- Text excerpt:
□ □ □ □ □
Advancing Supersonic Aviation with Prepreg Composite Materials

Prepreg Composite Materials in Supersonic Aviation.
Prepreg Composite Materials in Supersonic Aviation. Courtesy of NASA.

The future of commercial aviation is heading towards supersonic flights, and the development of new composite materials that meet the highest thermal and stiffness requirements will be the keystone for this new era in air transportation.

On January 12, 2024, NASA and Lockheed Martin revealed the X-59 QSS (Quiet Supersonic Aircraft) after almost 9 years of research and development. The primary goal during this period was to find the ideal design for a supersonic aircraft that is as quiet as possible, leaving behind the noise issues associated with the Concorde.

You can also read: New Era for Composites

Composite Materials Used in Aircraft Manufacturing

Primarily, a prepreg composite material called MTM45-1 (Produced by Solvay) is used. It offers advantages such as good fatigue resistance, a high modulus of stiffness, a low coefficient of thermal expansion, and ease in the manufacturing of thin laminated components. However, it’s not only about physical and mechanical properties but also about geometry in the design of surfaces. In the wings, for example, in the words of Gene Folsom, a member of Lockheed Martin’s Skunk Works division, “Every square inch is different than the square inch around them, the loft is continuously changing.” During construction, composite materials allow for achieving that complex design. In the case of metals, the processes would be quite complex and costly.
□ □ □ □ □
- Problem: Write out the supersonic aviation article above in full, keeping every word unchanged.
□ □ □ □ □
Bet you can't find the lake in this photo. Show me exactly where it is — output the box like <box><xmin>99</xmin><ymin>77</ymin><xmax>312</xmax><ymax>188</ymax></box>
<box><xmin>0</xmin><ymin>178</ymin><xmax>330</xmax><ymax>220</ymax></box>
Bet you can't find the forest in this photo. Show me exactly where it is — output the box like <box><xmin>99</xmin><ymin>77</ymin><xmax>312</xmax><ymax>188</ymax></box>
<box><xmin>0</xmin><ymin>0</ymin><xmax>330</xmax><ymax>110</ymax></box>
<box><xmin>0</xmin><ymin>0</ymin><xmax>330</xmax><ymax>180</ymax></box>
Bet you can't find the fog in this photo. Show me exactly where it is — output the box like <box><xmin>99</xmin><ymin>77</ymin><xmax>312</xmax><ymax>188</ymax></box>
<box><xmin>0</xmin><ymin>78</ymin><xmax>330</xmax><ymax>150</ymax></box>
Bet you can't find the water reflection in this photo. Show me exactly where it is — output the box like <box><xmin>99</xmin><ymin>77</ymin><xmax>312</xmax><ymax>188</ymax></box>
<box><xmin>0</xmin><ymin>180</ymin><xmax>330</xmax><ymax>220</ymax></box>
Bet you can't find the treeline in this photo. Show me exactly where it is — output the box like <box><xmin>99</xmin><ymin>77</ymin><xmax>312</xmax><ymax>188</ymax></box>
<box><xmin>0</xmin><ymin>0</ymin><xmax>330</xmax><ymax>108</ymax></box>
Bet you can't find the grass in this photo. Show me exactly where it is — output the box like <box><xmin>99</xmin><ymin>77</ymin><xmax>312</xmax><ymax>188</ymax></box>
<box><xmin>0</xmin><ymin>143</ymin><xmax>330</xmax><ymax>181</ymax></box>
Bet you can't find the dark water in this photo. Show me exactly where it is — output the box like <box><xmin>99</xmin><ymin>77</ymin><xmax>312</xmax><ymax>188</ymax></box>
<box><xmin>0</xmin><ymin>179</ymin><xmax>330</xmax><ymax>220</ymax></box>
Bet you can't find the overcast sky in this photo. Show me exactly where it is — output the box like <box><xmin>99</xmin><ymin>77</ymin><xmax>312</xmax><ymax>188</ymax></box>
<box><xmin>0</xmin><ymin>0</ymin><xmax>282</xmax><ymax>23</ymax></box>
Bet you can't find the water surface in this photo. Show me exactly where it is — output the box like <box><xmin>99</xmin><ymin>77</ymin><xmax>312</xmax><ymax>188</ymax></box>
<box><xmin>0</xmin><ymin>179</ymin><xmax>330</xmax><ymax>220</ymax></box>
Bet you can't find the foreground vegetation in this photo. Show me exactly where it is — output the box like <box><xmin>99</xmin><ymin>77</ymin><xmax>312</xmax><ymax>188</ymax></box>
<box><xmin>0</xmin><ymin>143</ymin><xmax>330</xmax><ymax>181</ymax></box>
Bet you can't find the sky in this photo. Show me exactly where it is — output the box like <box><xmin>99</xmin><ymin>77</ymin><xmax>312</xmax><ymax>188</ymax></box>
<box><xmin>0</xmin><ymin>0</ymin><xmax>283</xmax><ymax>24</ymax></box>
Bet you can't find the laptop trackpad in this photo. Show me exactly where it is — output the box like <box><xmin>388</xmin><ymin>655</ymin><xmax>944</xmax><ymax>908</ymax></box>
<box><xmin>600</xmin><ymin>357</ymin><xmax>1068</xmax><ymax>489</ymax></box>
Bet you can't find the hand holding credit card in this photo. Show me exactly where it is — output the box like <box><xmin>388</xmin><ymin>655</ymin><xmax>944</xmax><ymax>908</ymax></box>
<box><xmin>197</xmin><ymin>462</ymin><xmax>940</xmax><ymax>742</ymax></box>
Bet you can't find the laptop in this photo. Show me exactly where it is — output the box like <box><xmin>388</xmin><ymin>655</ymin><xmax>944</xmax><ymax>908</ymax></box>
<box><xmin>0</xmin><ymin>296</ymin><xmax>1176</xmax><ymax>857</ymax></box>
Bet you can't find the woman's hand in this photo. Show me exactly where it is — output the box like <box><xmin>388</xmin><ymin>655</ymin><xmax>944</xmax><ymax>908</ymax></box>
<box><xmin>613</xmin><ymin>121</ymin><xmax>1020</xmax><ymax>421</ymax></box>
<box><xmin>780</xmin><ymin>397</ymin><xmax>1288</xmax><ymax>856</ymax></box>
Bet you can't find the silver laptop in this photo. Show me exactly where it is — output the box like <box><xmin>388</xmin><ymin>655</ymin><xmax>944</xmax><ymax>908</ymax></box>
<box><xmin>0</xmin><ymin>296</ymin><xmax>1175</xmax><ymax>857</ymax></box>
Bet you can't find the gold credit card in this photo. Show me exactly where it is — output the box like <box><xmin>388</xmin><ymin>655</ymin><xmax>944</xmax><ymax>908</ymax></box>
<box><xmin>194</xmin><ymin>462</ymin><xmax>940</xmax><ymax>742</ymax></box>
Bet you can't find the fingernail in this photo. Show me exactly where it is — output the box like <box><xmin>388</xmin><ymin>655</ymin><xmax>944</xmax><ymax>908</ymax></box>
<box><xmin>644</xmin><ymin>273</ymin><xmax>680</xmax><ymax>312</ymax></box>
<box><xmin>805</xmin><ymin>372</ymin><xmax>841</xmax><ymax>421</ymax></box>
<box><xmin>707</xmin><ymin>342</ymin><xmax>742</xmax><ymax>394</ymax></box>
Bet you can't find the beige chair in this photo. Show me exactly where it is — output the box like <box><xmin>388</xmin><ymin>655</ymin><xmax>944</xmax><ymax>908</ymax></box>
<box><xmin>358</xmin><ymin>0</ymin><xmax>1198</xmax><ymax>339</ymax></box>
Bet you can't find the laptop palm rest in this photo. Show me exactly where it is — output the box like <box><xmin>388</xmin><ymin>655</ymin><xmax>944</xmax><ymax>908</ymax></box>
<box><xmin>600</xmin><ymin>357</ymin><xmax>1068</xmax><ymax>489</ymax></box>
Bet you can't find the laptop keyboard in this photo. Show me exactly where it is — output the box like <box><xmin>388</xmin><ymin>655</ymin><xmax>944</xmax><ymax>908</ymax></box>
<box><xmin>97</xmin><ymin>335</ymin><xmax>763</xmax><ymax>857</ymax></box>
□ □ □ □ □
- Result of this task:
Advancing Supersonic Aviation with Prepreg Composite Materials

Prepreg Composite Materials in Supersonic Aviation.
Prepreg Composite Materials in Supersonic Aviation. Courtesy of NASA.

The future of commercial aviation is heading towards supersonic flights, and the development of new composite materials that meet the highest thermal and stiffness requirements will be the keystone for this new era in air transportation.

On January 12, 2024, NASA and Lockheed Martin revealed the X-59 QSS (Quiet Supersonic Aircraft) after almost 9 years of research and development. The primary goal during this period was to find the ideal design for a supersonic aircraft that is as quiet as possible, leaving behind the noise issues associated with the Concorde.

You can also read: New Era for Composites

Composite Materials Used in Aircraft Manufacturing

Primarily, a prepreg composite material called MTM45-1 (Produced by Solvay) is used. It offers advantages such as good fatigue resistance, a high modulus of stiffness, a low coefficient of thermal expansion, and ease in the manufacturing of thin laminated components. However, it’s not only about physical and mechanical properties but also about geometry in the design of surfaces. In the wings, for example, in the words of Gene Folsom, a member of Lockheed Martin’s Skunk Works division, “Every square inch is different than the square inch around them, the loft is continuously changing.” During construction, composite materials allow for achieving that complex design. In the case of metals, the processes would be quite complex and costly.